** Opening RECORDS FOR PROCESSING block **

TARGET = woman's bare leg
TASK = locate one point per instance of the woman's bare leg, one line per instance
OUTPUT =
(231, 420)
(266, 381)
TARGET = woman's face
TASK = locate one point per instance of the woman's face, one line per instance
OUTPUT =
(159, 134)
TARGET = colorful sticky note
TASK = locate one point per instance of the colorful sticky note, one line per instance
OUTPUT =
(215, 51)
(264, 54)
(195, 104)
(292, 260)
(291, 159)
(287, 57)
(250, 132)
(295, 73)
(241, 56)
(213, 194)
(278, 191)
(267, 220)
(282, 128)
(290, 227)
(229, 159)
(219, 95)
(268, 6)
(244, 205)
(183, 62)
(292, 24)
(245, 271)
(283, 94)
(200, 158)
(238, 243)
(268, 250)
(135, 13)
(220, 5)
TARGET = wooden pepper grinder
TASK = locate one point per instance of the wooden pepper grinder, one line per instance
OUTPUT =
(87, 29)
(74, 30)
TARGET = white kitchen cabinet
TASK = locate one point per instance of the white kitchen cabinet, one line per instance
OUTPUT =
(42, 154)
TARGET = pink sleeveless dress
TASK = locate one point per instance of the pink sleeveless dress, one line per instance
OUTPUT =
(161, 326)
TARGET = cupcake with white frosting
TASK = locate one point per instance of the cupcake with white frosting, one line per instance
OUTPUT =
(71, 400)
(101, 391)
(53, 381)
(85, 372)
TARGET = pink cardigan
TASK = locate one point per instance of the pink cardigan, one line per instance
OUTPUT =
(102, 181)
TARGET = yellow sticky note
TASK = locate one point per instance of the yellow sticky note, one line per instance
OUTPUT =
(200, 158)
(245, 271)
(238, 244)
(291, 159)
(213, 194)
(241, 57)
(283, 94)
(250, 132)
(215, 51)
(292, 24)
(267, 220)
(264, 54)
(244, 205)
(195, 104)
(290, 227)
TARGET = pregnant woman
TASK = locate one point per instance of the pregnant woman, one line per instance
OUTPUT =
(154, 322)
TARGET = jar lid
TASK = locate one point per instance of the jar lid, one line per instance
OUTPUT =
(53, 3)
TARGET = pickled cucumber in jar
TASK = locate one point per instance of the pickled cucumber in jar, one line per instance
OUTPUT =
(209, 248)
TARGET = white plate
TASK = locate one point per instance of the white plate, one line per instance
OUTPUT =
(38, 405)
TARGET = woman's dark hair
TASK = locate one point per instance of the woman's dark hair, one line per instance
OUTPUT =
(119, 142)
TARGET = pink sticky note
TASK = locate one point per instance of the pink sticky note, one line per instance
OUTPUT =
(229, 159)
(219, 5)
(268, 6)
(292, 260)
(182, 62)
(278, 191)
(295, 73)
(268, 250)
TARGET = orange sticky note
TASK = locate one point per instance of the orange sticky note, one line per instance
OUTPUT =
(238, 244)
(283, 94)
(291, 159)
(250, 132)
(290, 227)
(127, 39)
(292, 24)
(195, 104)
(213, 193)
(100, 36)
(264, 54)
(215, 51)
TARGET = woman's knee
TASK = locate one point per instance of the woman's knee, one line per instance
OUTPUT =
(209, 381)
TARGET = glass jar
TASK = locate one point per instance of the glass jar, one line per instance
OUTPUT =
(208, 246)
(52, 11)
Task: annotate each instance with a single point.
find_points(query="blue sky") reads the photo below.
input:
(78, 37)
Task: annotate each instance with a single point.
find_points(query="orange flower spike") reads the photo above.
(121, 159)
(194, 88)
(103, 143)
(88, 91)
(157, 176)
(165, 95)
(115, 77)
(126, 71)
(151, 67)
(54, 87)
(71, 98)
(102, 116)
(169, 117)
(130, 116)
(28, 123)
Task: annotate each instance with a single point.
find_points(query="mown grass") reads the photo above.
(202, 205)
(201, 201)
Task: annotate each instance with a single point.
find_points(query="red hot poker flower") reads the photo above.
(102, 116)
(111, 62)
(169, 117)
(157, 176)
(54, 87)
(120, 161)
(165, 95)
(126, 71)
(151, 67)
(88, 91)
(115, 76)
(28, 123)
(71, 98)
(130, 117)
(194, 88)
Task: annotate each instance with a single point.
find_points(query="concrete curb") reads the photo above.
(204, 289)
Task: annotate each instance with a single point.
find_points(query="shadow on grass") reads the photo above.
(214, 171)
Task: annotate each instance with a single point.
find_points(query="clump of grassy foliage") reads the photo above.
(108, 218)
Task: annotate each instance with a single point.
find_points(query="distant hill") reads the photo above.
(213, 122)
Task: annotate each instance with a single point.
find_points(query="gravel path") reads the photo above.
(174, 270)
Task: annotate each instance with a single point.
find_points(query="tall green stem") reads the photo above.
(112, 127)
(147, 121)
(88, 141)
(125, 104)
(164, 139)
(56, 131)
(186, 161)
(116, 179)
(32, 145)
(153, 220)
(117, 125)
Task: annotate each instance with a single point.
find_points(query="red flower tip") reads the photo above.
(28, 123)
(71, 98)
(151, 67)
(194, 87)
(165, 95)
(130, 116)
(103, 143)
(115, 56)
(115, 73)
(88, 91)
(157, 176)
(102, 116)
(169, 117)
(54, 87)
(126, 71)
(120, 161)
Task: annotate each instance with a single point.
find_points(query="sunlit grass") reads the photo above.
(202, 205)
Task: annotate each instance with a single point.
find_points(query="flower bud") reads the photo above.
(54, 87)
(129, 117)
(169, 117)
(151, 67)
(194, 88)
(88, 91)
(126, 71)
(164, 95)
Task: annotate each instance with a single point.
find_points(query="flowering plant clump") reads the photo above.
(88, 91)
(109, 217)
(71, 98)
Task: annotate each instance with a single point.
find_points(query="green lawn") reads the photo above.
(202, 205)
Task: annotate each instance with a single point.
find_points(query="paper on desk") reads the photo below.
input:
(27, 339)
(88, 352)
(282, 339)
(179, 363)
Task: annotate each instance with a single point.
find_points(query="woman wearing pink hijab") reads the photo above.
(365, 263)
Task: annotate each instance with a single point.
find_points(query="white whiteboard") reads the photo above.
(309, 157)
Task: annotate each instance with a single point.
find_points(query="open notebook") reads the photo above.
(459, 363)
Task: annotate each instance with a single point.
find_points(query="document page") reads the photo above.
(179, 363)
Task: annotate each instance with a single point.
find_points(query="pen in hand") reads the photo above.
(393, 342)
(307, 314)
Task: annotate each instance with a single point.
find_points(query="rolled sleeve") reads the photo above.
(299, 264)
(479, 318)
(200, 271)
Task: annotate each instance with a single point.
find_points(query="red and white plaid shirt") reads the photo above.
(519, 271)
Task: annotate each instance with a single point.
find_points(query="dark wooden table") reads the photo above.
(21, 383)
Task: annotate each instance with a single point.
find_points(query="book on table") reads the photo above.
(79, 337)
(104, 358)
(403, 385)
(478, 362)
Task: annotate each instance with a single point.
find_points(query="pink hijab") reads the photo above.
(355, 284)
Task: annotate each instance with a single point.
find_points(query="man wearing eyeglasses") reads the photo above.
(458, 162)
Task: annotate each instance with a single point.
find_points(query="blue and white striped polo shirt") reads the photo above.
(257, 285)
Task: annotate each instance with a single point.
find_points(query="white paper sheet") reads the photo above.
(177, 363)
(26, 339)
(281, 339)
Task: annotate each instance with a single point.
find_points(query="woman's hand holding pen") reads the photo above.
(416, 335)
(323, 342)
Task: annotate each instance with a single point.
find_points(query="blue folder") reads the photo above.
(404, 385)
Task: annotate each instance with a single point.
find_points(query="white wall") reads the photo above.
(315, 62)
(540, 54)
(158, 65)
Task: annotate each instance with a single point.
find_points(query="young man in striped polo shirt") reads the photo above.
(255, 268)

** Closing RECORDS FOR PROCESSING block **

Transcribe the records above in full, exactly as they stand.

### YOUR RESPONSE
TARGET = woman's bare leg
TASK = locate one point per instance of the woman's bare leg, one line per instance
OUTPUT =
(231, 420)
(266, 381)
TARGET = woman's face
TASK = locate one point per instance of the woman's face, one line per instance
OUTPUT =
(159, 134)
TARGET = colorful sticky note
TASK = locate one point per instance of the colorful sticky note, one line per instance
OUTPUT =
(215, 51)
(264, 54)
(195, 104)
(292, 260)
(291, 159)
(287, 57)
(250, 132)
(295, 73)
(241, 56)
(213, 194)
(278, 191)
(267, 220)
(282, 128)
(290, 227)
(229, 159)
(219, 95)
(268, 6)
(244, 205)
(183, 62)
(292, 24)
(245, 271)
(283, 94)
(200, 158)
(238, 243)
(268, 250)
(135, 13)
(220, 5)
TARGET = wooden pepper grinder
TASK = locate one point per instance of the wooden pepper grinder, one line per instance
OUTPUT =
(87, 29)
(74, 30)
TARGET = white kitchen cabinet
TASK = locate one point per instance of the white kitchen cabinet, one line per instance
OUTPUT =
(42, 154)
TARGET = pink sleeveless dress
TASK = locate one point per instance of the pink sleeveless dress, one line per instance
OUTPUT =
(161, 326)
TARGET = cupcake with white frosting
TASK = locate one point per instance of the cupcake with white frosting, one line per instance
OUTPUT =
(71, 400)
(101, 391)
(53, 381)
(85, 372)
TARGET = pink cardigan
TASK = locate one point per instance of the pink cardigan, one line per instance
OUTPUT =
(102, 181)
TARGET = yellow sticky note
TASK = locate one point per instance of the yellow sticky note, one line per instance
OUTPUT =
(200, 158)
(245, 271)
(238, 244)
(291, 159)
(213, 194)
(241, 57)
(283, 94)
(250, 132)
(215, 51)
(292, 24)
(267, 220)
(264, 54)
(244, 205)
(195, 104)
(290, 227)
TARGET = pregnant woman
TASK = locate one point per instance of the pregnant woman, one line per instance
OUTPUT =
(154, 322)
TARGET = jar lid
TASK = locate one point per instance of the jar lid, one line per instance
OUTPUT =
(53, 3)
TARGET = pickled cucumber in jar
TASK = locate one point per instance of the pickled cucumber in jar, one line per instance
OUTPUT =
(209, 248)
TARGET = white plate
TASK = locate one point per instance of the white plate, one line per instance
OUTPUT =
(38, 405)
TARGET = woman's dark hair
TASK = locate one point per instance of the woman's dark hair, one line per instance
OUTPUT =
(119, 142)
TARGET = pink sticky note
TASK = locate one point per instance of the pink sticky note, one line per instance
OUTPUT =
(229, 159)
(219, 5)
(268, 6)
(292, 260)
(182, 62)
(278, 191)
(295, 73)
(268, 250)
TARGET = orange sticky note
TASK = locate one point per instance of the orange sticky note, one line per instance
OUTPUT =
(238, 244)
(283, 94)
(291, 159)
(250, 132)
(290, 227)
(127, 39)
(292, 24)
(195, 104)
(213, 193)
(100, 36)
(264, 54)
(215, 51)
TARGET = woman's knee
TASK = locate one point per instance of the woman's knee, one line per instance
OUTPUT =
(209, 381)
TARGET = glass jar
TASK = locate one point per instance of the glass jar, one line per instance
OUTPUT =
(208, 246)
(52, 11)
Task: annotate each instance with a single point.
find_points(query="blue sky") reads the photo below.
input:
(78, 37)
Task: annotate each instance with a single point.
find_points(query="orange flower spike") reads the photo above.
(121, 159)
(194, 88)
(103, 143)
(88, 91)
(157, 176)
(165, 95)
(115, 77)
(126, 71)
(151, 67)
(54, 87)
(71, 98)
(102, 116)
(169, 117)
(130, 116)
(28, 123)
Task: annotate each instance with a single point.
find_points(query="mown grass") reads the photo above.
(202, 205)
(201, 201)
Task: annotate each instance with a single point.
find_points(query="red hot poker flower") reads the photo above.
(102, 116)
(111, 62)
(169, 117)
(157, 176)
(54, 87)
(120, 161)
(165, 95)
(126, 71)
(151, 67)
(88, 91)
(115, 76)
(28, 123)
(71, 98)
(130, 117)
(194, 88)
Task: annotate each instance with a single point.
find_points(query="concrete curb") reads the photo above.
(204, 289)
Task: annotate each instance with a single point.
find_points(query="shadow on grass") reads the photo above.
(214, 171)
Task: annotate each instance with a single point.
find_points(query="clump of grassy foliage") reads the photo above.
(108, 218)
Task: annotate each instance with a single point.
find_points(query="distant hill") reads the photo above.
(213, 122)
Task: annotate each instance with a single point.
find_points(query="gravel path") reads the photo above.
(174, 270)
Task: annotate each instance with a single point.
find_points(query="tall green stem") reads the photo above.
(112, 127)
(147, 121)
(88, 141)
(125, 104)
(164, 139)
(56, 131)
(186, 161)
(116, 179)
(32, 145)
(153, 220)
(117, 125)
Task: annotate each instance with a single point.
find_points(query="red flower tip") reads the photo above.
(28, 123)
(71, 98)
(151, 67)
(194, 87)
(165, 95)
(130, 116)
(103, 143)
(115, 56)
(115, 73)
(88, 91)
(157, 176)
(102, 116)
(169, 117)
(54, 87)
(126, 71)
(120, 161)
Task: annotate each instance with a single point.
find_points(query="sunlit grass") reads the photo above.
(202, 205)
Task: annotate each instance with a single point.
find_points(query="flower bud") reads the photo above.
(54, 87)
(129, 117)
(169, 117)
(151, 67)
(194, 88)
(88, 91)
(126, 71)
(164, 95)
Task: annotate each instance with a single point.
find_points(query="flowering plant clump") reads the photo above.
(88, 91)
(109, 217)
(71, 98)
Task: annotate each instance with a single point.
find_points(query="green lawn") reads the photo above.
(202, 205)
Task: annotate each instance with a single point.
find_points(query="paper on desk") reads the photo below.
input:
(27, 339)
(88, 352)
(282, 339)
(179, 363)
Task: annotate each instance with a single point.
find_points(query="woman wearing pink hijab") reads the photo above.
(365, 263)
Task: annotate each instance with a single point.
find_points(query="white whiteboard") reads the photo above.
(309, 157)
Task: annotate each instance with a single point.
find_points(query="open notebook") reads the photo above.
(459, 363)
Task: annotate each instance with a single point.
find_points(query="document page") reads the photo above.
(179, 363)
Task: annotate each instance with a single point.
find_points(query="pen in hand") reads the photo above.
(393, 342)
(307, 314)
Task: annotate each instance with a single point.
find_points(query="rolled sleeve") reads the photo above.
(299, 264)
(479, 318)
(200, 271)
Task: annotate each instance with a single point.
find_points(query="red and white plaid shirt") reads the photo above.
(519, 271)
Task: annotate each instance with a single point.
find_points(query="dark wooden table") reads the photo above.
(21, 383)
Task: annotate each instance with a single point.
find_points(query="book on table") reads the photo above.
(79, 337)
(104, 358)
(403, 385)
(478, 362)
Task: annotate each instance with a single point.
find_points(query="pink hijab") reads the photo above.
(355, 284)
Task: annotate each instance with a single point.
find_points(query="man wearing eyeglasses") reads the photo above.
(458, 162)
Task: annotate each instance with a single point.
find_points(query="blue and white striped polo shirt") reads the photo above.
(257, 285)
Task: annotate each instance with a single point.
find_points(query="white paper sheet") reads the photo above.
(177, 363)
(26, 339)
(281, 339)
Task: annotate each instance with a single point.
find_points(query="woman's hand holding pen") reads the photo above.
(416, 335)
(323, 342)
Task: annotate each instance with a single point.
find_points(query="blue folder") reads the photo above.
(404, 385)
Task: annotate each instance with a single point.
find_points(query="white wall") reads the photo above.
(315, 62)
(540, 54)
(158, 65)
Task: annotate each instance with a single point.
find_points(query="young man in striped polo shirt") reads the photo above.
(255, 268)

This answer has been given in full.